TEXTO PROPORCIONADO —
════════════════

Káñina vol.42 no.2 San Pedro de Montes de Oca jul./sep. 2018

http://dx.doi.org/10.15517/rk.v42i2.35193 

Artículo

Reflejos en el lenguaje ordinario de la unidad entre el pensamiento y el sentimiento

Reflections in the ordinary language of the unity between thought and emotions

Gabriel Valle1 

1Istituto Accademico per Interpreti e Traduttori di Trento (ISIT), docente en Filosofía y Traducción. Italia. Correo electrónico: valle.fabrizio@gmail.com

RESUMEN

El pensamiento y el sentimiento han sido, tradicionalmente, considerados esferas independientes una de la otra. En Occidente, esta posición ha sido avalada por una milenaria tradición religiosa y filosófica. El autor del artículo sostiene que la separación entre pensamiento y sentimiento no es tan honda como suele suponerse. En particular, la experiencia del valor, que suele atribuirse al pensamiento, revela nuestra constitución afectiva. De hecho, como el autor subraya, muchas expresiones del lenguaje corriente exhiben una doble valencia: estas refieren unas veces hechos, otras veces valores. El pensamiento, pues, oscila entre juicios enunciativos y juicios valorativos.

Palabras clave: valor; pensamiento; razón; emoción; lenguaje

ABSTRACT

Thought and emotions have been conventionally considered to be areas apart. In the West this point of view has been endorsed by a millennial religious and philosophical tradition. The author of this paper claims that separation between thought and emotions is not as deep as is often assumed, especially as far as the experience of value is concerned, which is usually ascribed to thought, since it reveals our emotional constitution. In fact, as the author points out, many expressions of the ordinary language show a double meaning: they sometimes denote facts, sometimes denote values. Thought, therefore, fluctuates between declarative statements and evaluative judgements.

════════════════

EXTRACTOS DE DATOS —
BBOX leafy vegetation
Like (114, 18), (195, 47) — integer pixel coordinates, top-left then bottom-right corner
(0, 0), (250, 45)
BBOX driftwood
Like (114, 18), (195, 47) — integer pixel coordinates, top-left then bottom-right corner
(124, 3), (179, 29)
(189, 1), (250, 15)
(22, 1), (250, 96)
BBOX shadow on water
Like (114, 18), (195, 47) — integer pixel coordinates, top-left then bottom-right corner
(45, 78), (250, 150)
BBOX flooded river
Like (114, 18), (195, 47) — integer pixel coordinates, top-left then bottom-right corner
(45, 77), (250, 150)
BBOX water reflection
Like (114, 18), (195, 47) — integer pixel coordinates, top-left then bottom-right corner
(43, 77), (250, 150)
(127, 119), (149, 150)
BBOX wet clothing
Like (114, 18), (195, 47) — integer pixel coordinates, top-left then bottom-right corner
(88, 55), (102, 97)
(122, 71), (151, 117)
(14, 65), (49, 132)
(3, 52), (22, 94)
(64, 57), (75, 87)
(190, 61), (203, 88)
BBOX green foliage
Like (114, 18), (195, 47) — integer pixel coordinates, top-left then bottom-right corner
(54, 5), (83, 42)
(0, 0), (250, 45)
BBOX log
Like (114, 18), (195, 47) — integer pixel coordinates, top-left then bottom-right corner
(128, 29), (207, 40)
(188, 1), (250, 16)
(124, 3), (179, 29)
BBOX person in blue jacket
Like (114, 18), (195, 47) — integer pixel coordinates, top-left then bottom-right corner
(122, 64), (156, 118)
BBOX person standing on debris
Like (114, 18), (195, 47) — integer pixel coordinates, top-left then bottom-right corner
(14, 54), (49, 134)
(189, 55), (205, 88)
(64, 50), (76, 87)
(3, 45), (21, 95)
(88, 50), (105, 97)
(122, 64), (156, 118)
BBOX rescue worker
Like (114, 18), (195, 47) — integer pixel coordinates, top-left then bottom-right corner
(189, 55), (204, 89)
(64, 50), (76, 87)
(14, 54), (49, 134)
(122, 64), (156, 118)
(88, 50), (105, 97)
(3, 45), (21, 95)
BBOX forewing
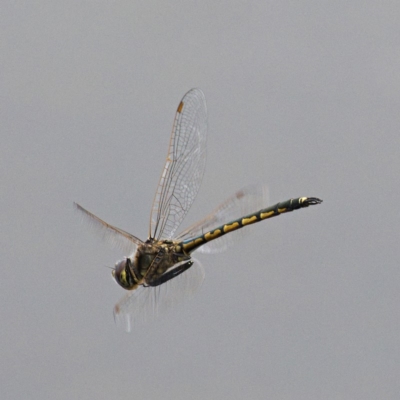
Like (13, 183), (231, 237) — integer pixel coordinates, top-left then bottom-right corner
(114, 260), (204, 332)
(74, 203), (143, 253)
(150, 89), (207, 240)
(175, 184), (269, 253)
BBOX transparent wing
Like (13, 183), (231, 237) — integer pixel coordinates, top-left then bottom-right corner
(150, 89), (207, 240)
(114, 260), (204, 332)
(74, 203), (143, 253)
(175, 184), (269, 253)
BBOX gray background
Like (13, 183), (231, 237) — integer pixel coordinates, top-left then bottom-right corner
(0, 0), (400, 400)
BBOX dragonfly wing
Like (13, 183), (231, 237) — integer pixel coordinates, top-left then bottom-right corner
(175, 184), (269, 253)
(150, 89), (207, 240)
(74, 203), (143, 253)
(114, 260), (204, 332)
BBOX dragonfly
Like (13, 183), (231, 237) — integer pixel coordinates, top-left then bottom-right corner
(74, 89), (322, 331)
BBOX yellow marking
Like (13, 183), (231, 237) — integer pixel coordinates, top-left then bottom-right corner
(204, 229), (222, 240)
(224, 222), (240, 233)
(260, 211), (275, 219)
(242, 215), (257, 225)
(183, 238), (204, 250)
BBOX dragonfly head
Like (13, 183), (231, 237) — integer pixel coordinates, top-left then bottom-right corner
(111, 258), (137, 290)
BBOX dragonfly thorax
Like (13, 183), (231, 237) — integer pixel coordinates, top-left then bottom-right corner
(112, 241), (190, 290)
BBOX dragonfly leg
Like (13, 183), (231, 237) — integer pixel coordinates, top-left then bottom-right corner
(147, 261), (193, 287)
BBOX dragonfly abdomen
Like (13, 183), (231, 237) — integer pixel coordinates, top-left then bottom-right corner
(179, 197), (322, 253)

════════════════

CONSIGNA 1 — Transcriba del texto proporcionado el fragmento que comienza con "Thought and emotions have" y continúa hasta "and evaluative judgements.".
CONSIGNA 2 — Enumere todas las palabras clave que se indican en el texto proporcionado.

RESULTADO DEL EJERCICIO 1 —
Thought and emotions have been conventionally considered to be areas apart. In the West this point of view has been endorsed by a millennial religious and philosophical tradition. The author of this paper claims that separation between thought and emotions is not as deep as is often assumed, especially as far as the experience of value is concerned, which is usually ascribed to thought, since it reveals our emotional constitution. In fact, as the author points out, many expressions of the ordinary language show a double meaning: they sometimes denote facts, sometimes denote values. Thought, therefore, fluctuates between declarative statements and evaluative judgements.

RESULTADO DEL EJERCICIO 2 — valor; pensamiento; razón; emoción; lenguaje